Berdasarkan data Bank Dunia 2015, 26,9 % atau 68 juta orang Indonesia hidup kurang dari 50% di atas garis kemiskinan nasional. Jika mereka mengalami masalah ekonomi dimana ini berkaitan dengan kebijakan-kebijakan pemerintah yang tidak pro rakyat, maka mereka bisa jatuh miskin dengan mudah.
 
Suisse Global Wealth Report pada tahun 2016 menyatakan bahwa angka rasio gini Indonesia adalah 0.49, dimana artinya 1% orang terkaya (hanya 2,5 juta orang) menguasai 49% kekayaan Indonesia. BPS juga mempunyai data pada tahun 2015 bahwa ada 29 juta orang Indonesia hidup di bawah garis kemiskinan yang ditetapkan pemerintah, ini mencakup 8.3% penduduk kota dan 14.2% penduduk desa.
 
Jika dikatakan krisis ekonomi, sebenarnya Indonesia dilanda krisis ekonomi, dimana kita bisa melihat pada unggahan berita Kompas.com pada 15/3/2018 bahwa utang luar negeri Indonesia naik 10% atau mencapai Rp. 4.914 Triliun.
 
Badan Pusat Statistik (BPS) juga telah mengungkapkan, pada tahun 2017 telah terjadi kenaikan jumlah pengangguran di Indonesia sebesar 10.000 orang menjadi dari 7,03 juta orang menjadi 7,04 juta orang (Dari periode Agustus 2016 sampai Agustus 2017).
 
Dalam konteks pangan pun pemerintah seakan-akan bergantung pada negara asing, dimana pada tahun 2018 pemerintah juga telah melakukan impor beras 500.000 ton, impor gula 1,8 juta ton, impor 3,7 ton (Merdeka.com 20/1/2018).
 
Hasil temuan Lingkaran Survei Indonesia (LSI) Denny JA Publik pada Jumat (2/2/2018) menilai pengangguran makin meningkat sebanyak 48.4 persen. Lalu kebutuhan pokok yang publik melihatnya, semakin berat dengan persentase 52,6 persen. Serta lapangan pekerjaan, dianggap semakin berat dengan persentase penilaian 54 persen. Di lansir di detik.com, Nilai tukar dolar Amerika Serikat (AS) pada 21 Mei 2018 menembus level RP 14.200. Angka ini naik tiga poin dari posisi sebelumnya di level Rp 14.197.
 
Dalam konteks SARA-pun, perlu kita sadari juga terdapat berbagai masalah. Di mulai dari kasus ‘penistaan’ agama (surat Al-Maidah ayat 51) oleh mantan gubernur DKI Jakarta Basuki Tjahaja Purnama atau yang akrab dengan nama ‘Ahok’.
::::
• SOAL LATIHAN
A. Cetak bagian kutipan halaman di atas mulai dari "Suisse Global Wealth" sampai dengan "14.2% penduduk desa.", termasuk kedua bagian itu.
B. Sebutkan semua lembaga, laporan, dan situs berita yang dirujuk sebagai sumber angka atau berita dalam kutipan halaman di atas.
C. Jawab pertanyaan berikut berdasarkan kutipan halaman di atas.
(i) Menurut BPS, berapa orang Indonesia yang hidup di bawah garis kemiskinan pada tahun 2015?
(ii) Berapa ton beras yang diimpor pemerintah pada tahun 2018?
(iii) Pada tanggal 21 Mei 2018, nilai tukar dolar Amerika Serikat menembus level berapa?

• DATA YANG DIBERIKAN
::::
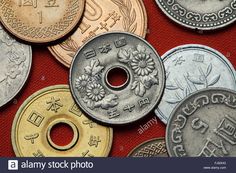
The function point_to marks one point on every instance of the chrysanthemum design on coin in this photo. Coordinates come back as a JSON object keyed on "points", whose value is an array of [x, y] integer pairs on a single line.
{"points": [[131, 100], [203, 125], [200, 14], [40, 21], [151, 148], [190, 68], [47, 108], [102, 16], [15, 64]]}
::::
• JAWABAN LATIHAN
A.
Suisse Global Wealth Report pada tahun 2016 menyatakan bahwa angka rasio gini Indonesia adalah 0.49, dimana artinya 1% orang terkaya (hanya 2,5 juta orang) menguasai 49% kekayaan Indonesia. BPS juga mempunyai data pada tahun 2015 bahwa ada 29 juta orang Indonesia hidup di bawah garis kemiskinan yang ditetapkan pemerintah, ini mencakup 8.3% penduduk kota dan 14.2% penduduk desa.

B.
Bank Dunia
Suisse Global Wealth Report
Badan Pusat Statistik (BPS)
Kompas.com
Merdeka.com
Lingkaran Survei Indonesia (LSI) Denny JA
detik.com

C.
(i) 29 juta orang.
(ii) 500.000 ton.
(iii) Rp 14.200.